Task to complete |
Can you reproduce the material below word for word, leaving out the pictures?

Available records |
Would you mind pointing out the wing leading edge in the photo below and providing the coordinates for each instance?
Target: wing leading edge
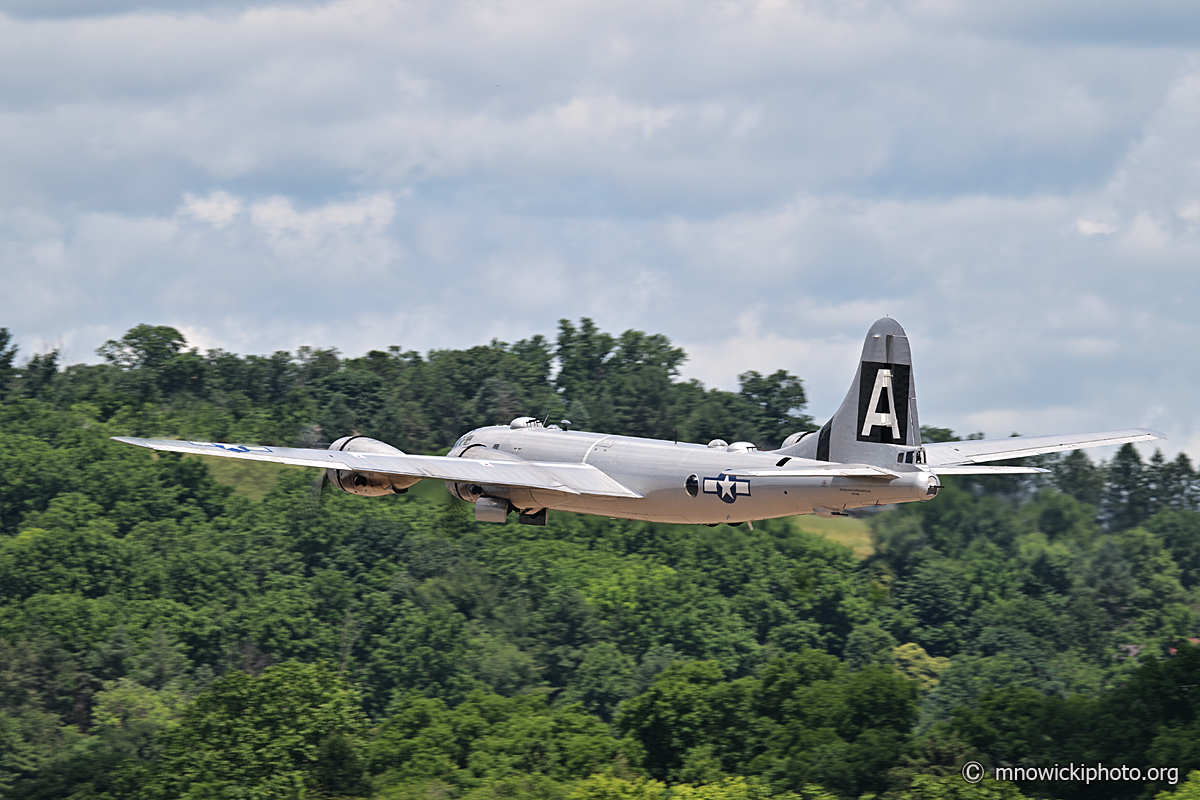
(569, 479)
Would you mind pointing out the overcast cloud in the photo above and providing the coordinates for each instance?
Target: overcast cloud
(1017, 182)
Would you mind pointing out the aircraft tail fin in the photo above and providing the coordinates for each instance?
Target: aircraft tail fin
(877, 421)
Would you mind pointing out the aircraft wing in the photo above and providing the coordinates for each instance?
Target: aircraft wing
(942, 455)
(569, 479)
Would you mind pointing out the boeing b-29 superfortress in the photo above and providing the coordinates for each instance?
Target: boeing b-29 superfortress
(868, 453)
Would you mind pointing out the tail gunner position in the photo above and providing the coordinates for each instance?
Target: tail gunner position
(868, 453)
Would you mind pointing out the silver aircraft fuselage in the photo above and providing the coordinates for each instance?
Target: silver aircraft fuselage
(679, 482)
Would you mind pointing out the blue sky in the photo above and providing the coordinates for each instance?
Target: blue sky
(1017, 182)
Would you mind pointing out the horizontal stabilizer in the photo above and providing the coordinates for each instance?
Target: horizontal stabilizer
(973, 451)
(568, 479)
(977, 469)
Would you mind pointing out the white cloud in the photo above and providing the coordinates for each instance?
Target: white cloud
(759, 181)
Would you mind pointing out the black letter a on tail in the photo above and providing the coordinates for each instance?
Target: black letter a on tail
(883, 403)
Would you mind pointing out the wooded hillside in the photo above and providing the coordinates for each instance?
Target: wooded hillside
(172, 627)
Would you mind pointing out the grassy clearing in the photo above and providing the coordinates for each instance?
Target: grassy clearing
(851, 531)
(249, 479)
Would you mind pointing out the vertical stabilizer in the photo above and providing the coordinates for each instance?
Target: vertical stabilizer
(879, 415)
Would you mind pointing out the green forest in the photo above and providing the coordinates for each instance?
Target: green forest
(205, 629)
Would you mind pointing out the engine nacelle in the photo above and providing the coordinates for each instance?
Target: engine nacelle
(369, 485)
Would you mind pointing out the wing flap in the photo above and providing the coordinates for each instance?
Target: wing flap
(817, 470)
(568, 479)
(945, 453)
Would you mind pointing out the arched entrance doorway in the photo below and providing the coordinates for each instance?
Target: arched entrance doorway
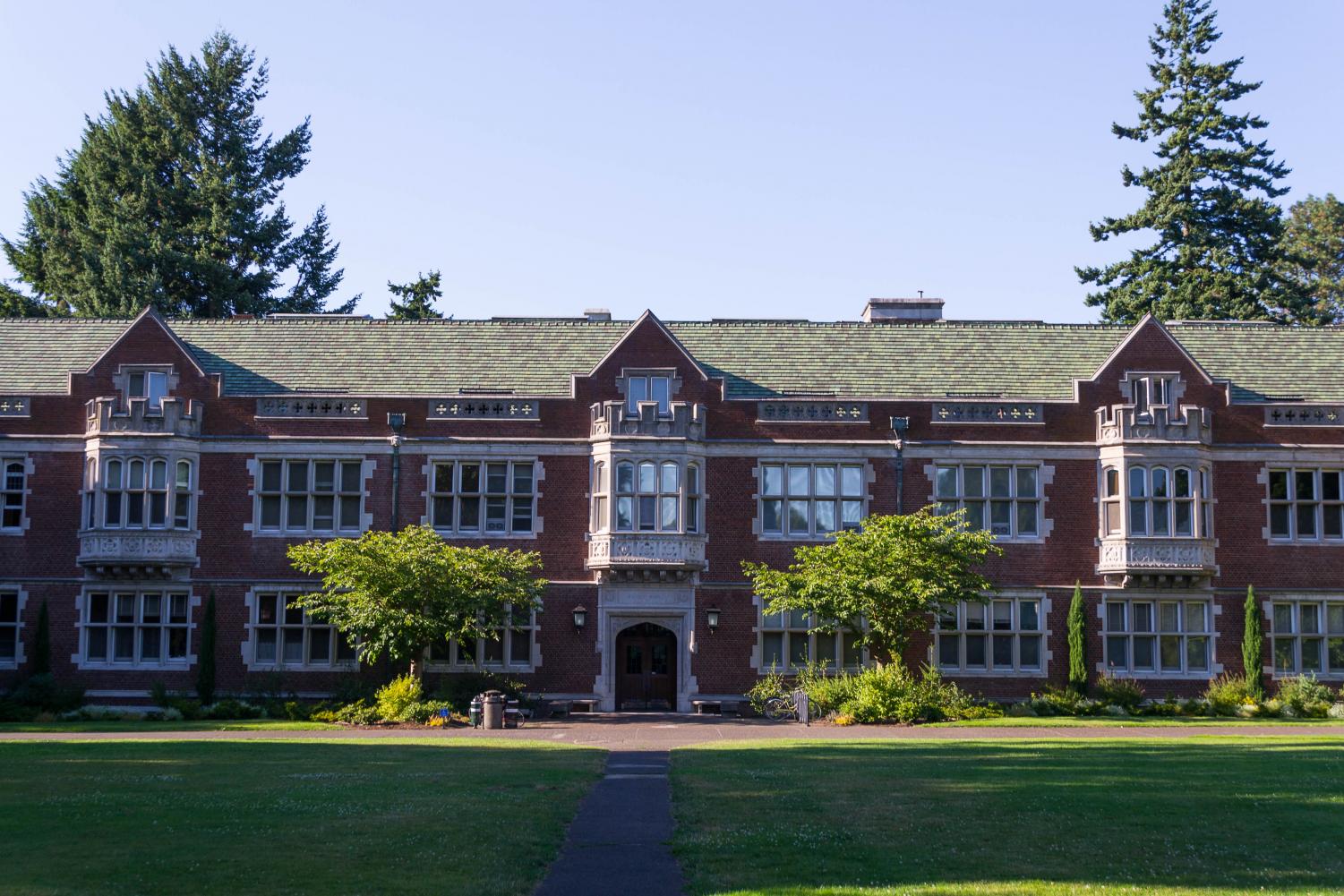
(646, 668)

Output for this exercise |
Would you mind pointing out the wing leading edge in the photo below and providing the coordinates for each instance?
Target: wing leading edge
(569, 479)
Would you mind pointing out the overcast cloud in the photo above and providing the coordinates for each instance?
Target: overcast cloud
(1017, 182)
Would you mind pointing out the aircraft tail fin in the photo above and providing the coordinates for each instance?
Target: aircraft tail fin
(877, 421)
Would you mind pointing out the aircraft wing in the photo above and providing the coordinates for each instance?
Target: aircraft wing
(942, 455)
(569, 479)
Would you mind pointing out the boeing b-29 superfortress in the photo above and providing the coordinates for each instance?
Target: boeing b-29 superfortress
(868, 453)
Would you mind pointing out the tail gunner position in the photo above and providing the coordinates for each instance?
Target: tail gunner position
(868, 453)
Would you mind pointing out the silver aircraft fuselage in the photo above and providing the coordinates for each instance?
Target: silver aircraft fuselage
(679, 482)
Would you mind pointing out the blue sky in the photo above and providing the coordinates for each instance?
Target: blue sky
(1017, 182)
Would you mind pointing out the horizontal stabilizer in the photo above and providing the coordinates for each instance?
Target: horizontal stabilizer
(973, 451)
(568, 479)
(977, 469)
Would you mind pointing out the white cloud in the photo above and providing the coordinates for each instance?
Target: white cloud
(759, 181)
Would you mind pointing out the black letter a on tail in the photo above and providing the coordinates for each instance?
Target: black letter a on tail
(883, 403)
Would you mind pointing out the wooded hillside in the photo above and providing the coordinates for each instance?
Target: wooded hillside
(172, 627)
Would you mind pointing out the grassy clearing in the photo above and providing the coordinates for each instance?
Target: grassy clearing
(851, 531)
(249, 479)
Would you mind pointing out the vertical stabilizer in the photo above and providing the coordinates for each instance?
Target: vertical stabilizer
(879, 415)
Would you mind pointing out the green forest in the photo above and providing the coordinates for each instance?
Target: green forest
(205, 629)
Would you mind pointing out the engine nacelle in the photo above and providing the coordinates for each instance?
Target: engine nacelle
(369, 485)
Would you mind pointing out the wing flap in the photo above and providing the coordinates for each instance?
Target: wing flap
(817, 470)
(568, 479)
(945, 453)
Would you mind pointing out the arched entrance doorway in the photo below and providing the coordinates for each instance?
Target: arched entrance doorway
(646, 668)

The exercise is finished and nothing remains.